Would you print the whole listing again, word for word?
- - -
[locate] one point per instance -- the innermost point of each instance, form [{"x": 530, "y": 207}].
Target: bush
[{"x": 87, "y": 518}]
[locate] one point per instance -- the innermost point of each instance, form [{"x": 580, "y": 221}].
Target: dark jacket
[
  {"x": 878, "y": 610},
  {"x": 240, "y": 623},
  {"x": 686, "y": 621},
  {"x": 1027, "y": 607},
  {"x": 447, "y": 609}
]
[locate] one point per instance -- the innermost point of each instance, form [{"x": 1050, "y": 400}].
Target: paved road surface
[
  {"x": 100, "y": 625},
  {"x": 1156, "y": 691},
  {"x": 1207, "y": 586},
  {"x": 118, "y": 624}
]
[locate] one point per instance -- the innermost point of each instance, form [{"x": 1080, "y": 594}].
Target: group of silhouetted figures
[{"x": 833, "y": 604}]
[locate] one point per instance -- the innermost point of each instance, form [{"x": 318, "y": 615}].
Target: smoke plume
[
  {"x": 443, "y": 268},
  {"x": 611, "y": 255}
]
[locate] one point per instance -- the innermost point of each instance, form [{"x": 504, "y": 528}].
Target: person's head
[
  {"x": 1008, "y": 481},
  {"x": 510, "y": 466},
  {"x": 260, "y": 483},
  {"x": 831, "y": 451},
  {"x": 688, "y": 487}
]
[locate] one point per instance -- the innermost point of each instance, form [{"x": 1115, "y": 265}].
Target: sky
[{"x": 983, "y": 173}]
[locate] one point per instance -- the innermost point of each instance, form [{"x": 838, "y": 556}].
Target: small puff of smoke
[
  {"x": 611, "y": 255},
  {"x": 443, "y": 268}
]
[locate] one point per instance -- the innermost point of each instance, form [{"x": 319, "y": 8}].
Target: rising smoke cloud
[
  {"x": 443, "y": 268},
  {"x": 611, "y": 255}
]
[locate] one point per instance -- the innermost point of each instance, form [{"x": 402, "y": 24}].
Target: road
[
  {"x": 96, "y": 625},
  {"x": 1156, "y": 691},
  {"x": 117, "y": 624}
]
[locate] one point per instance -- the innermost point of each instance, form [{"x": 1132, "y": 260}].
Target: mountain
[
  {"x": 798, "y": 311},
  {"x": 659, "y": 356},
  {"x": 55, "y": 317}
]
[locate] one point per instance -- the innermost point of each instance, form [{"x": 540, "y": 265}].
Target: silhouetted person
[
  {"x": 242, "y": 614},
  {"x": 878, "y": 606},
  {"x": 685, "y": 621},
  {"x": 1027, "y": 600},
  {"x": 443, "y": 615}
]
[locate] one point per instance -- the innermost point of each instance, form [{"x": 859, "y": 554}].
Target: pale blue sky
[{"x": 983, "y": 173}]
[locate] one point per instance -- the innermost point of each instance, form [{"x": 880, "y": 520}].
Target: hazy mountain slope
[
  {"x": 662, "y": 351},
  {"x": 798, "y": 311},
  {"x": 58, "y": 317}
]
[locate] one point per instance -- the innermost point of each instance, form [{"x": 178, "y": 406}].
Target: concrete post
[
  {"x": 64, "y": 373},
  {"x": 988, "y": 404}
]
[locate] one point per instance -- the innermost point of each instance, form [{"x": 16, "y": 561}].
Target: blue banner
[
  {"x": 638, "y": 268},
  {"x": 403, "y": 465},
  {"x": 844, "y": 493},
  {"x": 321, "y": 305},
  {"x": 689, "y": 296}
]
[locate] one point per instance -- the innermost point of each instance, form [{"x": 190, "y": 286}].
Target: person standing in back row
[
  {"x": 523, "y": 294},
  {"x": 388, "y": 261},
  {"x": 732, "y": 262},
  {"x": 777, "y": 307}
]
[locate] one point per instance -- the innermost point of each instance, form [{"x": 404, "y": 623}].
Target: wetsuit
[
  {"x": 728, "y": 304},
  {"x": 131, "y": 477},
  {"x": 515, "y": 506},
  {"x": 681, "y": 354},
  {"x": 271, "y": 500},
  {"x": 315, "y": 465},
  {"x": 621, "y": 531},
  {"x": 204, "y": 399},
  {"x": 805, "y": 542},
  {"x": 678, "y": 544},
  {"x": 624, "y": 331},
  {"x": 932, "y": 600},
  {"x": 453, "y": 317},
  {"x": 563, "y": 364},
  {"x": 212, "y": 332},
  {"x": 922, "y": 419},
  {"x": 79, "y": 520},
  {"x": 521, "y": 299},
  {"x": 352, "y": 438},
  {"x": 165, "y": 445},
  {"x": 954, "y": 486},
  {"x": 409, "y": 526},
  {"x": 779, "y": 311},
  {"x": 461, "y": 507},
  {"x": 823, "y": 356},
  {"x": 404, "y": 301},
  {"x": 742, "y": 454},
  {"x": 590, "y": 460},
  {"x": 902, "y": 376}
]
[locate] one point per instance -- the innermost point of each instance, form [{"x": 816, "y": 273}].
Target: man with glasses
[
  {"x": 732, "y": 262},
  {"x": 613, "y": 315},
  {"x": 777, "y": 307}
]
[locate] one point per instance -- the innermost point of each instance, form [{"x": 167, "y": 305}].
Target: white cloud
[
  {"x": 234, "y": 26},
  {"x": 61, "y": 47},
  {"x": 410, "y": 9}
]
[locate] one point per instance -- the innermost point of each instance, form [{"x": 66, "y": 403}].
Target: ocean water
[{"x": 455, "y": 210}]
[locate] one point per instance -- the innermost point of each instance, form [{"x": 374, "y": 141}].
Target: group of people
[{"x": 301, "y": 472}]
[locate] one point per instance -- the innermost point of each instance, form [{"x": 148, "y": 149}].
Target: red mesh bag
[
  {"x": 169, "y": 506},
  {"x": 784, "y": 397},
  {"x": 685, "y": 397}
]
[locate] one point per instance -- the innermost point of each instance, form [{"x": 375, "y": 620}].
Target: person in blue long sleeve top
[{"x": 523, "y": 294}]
- - -
## Exercise response
[locate] one point per instance -- the innermost point of each instance, form [{"x": 530, "y": 207}].
Target: bush
[{"x": 87, "y": 518}]
[locate] one point per instance -- the innermost point of each instance, form [{"x": 580, "y": 221}].
Target: dark jacket
[
  {"x": 878, "y": 610},
  {"x": 240, "y": 623},
  {"x": 686, "y": 621},
  {"x": 1027, "y": 607},
  {"x": 447, "y": 609}
]
[locate] one point per instance -- the innermost point of each instance, form [{"x": 1050, "y": 400}].
Target: paved road surface
[
  {"x": 100, "y": 625},
  {"x": 1156, "y": 691},
  {"x": 1207, "y": 586},
  {"x": 118, "y": 624}
]
[locate] one point per instance -- the innermost point of each instance, form [{"x": 1080, "y": 594}].
Target: group of silhouetted figures
[{"x": 833, "y": 604}]
[locate] one point per instance -- the innermost point of each instance, form [{"x": 318, "y": 615}].
Target: smoke plume
[
  {"x": 443, "y": 268},
  {"x": 611, "y": 255}
]
[locate] one point per instance -- the innermost point of each instance, form [{"x": 504, "y": 528}].
Target: person's head
[
  {"x": 1008, "y": 481},
  {"x": 510, "y": 466},
  {"x": 260, "y": 483},
  {"x": 831, "y": 451},
  {"x": 688, "y": 487}
]
[locate] one point per instance -- the innermost point of each instance, form [{"x": 1115, "y": 265}].
Target: sky
[{"x": 983, "y": 173}]
[locate] one point per instance -- the innermost point of each instance, form [{"x": 838, "y": 556}].
Target: small puff of smoke
[
  {"x": 611, "y": 255},
  {"x": 443, "y": 268}
]
[locate] one point per instance -- the innermost point of each instance, form [{"x": 319, "y": 8}].
Target: rising smoke cloud
[
  {"x": 443, "y": 268},
  {"x": 611, "y": 255}
]
[locate] one point per instance -- the innermost point of each instance, form [{"x": 402, "y": 24}].
Target: road
[
  {"x": 96, "y": 625},
  {"x": 1156, "y": 691},
  {"x": 117, "y": 624}
]
[locate] one point per instance -- the innermost point of each instance, form [{"x": 1132, "y": 260}].
Target: mountain
[
  {"x": 798, "y": 311},
  {"x": 659, "y": 356},
  {"x": 55, "y": 317}
]
[locate] one point per instance -- the innermost point of each instance, form [{"x": 540, "y": 265}].
Target: silhouetted person
[
  {"x": 242, "y": 614},
  {"x": 878, "y": 606},
  {"x": 685, "y": 621},
  {"x": 1027, "y": 600},
  {"x": 443, "y": 615}
]
[locate] one point per instance -- the innermost point of each instance, form [{"x": 859, "y": 554}].
Target: pale blue sky
[{"x": 983, "y": 173}]
[locate] one point per instance -- the innermost point of each instance, form [{"x": 880, "y": 520}].
Target: hazy mountain slope
[
  {"x": 662, "y": 351},
  {"x": 798, "y": 311},
  {"x": 58, "y": 317}
]
[locate] one point per instance -- the innermost point of each instance, form [{"x": 178, "y": 406}].
Target: concrete post
[
  {"x": 64, "y": 373},
  {"x": 988, "y": 404}
]
[locate] one point per instance -- the innermost point of each instance, form [{"x": 16, "y": 561}].
Target: blue banner
[
  {"x": 638, "y": 268},
  {"x": 403, "y": 465},
  {"x": 844, "y": 493},
  {"x": 321, "y": 305},
  {"x": 689, "y": 296}
]
[locate] one point per instance -- the innermost point of each instance, form [{"x": 190, "y": 286}].
Target: person standing in back row
[
  {"x": 523, "y": 294},
  {"x": 388, "y": 261},
  {"x": 732, "y": 262},
  {"x": 777, "y": 307}
]
[locate] one point per instance -- the innermost point of each instance, form [{"x": 404, "y": 623}].
Target: wetsuit
[
  {"x": 728, "y": 304},
  {"x": 131, "y": 477},
  {"x": 515, "y": 506},
  {"x": 681, "y": 354},
  {"x": 271, "y": 500},
  {"x": 315, "y": 465},
  {"x": 621, "y": 531},
  {"x": 204, "y": 399},
  {"x": 805, "y": 542},
  {"x": 678, "y": 544},
  {"x": 624, "y": 331},
  {"x": 932, "y": 600},
  {"x": 453, "y": 317},
  {"x": 563, "y": 364},
  {"x": 212, "y": 332},
  {"x": 922, "y": 419},
  {"x": 79, "y": 520},
  {"x": 521, "y": 299},
  {"x": 352, "y": 438},
  {"x": 165, "y": 445},
  {"x": 954, "y": 486},
  {"x": 409, "y": 526},
  {"x": 779, "y": 311},
  {"x": 461, "y": 507},
  {"x": 823, "y": 356},
  {"x": 404, "y": 301},
  {"x": 742, "y": 454},
  {"x": 590, "y": 460},
  {"x": 902, "y": 376}
]
[locate] one point per instance -- the innermost point of each instance, form [{"x": 816, "y": 273}].
Target: man with glasses
[
  {"x": 732, "y": 262},
  {"x": 613, "y": 315},
  {"x": 777, "y": 307}
]
[locate] one point per instance -- the innermost point of each instance, form [{"x": 167, "y": 305}].
Target: white cloud
[
  {"x": 234, "y": 26},
  {"x": 61, "y": 47},
  {"x": 410, "y": 9}
]
[locate] one point per instance -- the innermost point of each instance, form [{"x": 66, "y": 403}].
Target: ocean water
[{"x": 455, "y": 210}]
[locate] one point per instance -- the innermost point of each instance, form [{"x": 374, "y": 141}].
Target: group of people
[{"x": 301, "y": 472}]
[locate] one point per instance -- the innermost point of each instance, form [{"x": 148, "y": 149}].
Target: red mesh bag
[
  {"x": 169, "y": 506},
  {"x": 784, "y": 397},
  {"x": 685, "y": 397}
]
[locate] one point per instance -- the innermost point of each instance, form [{"x": 375, "y": 620}].
Target: person in blue long sleeve top
[{"x": 523, "y": 294}]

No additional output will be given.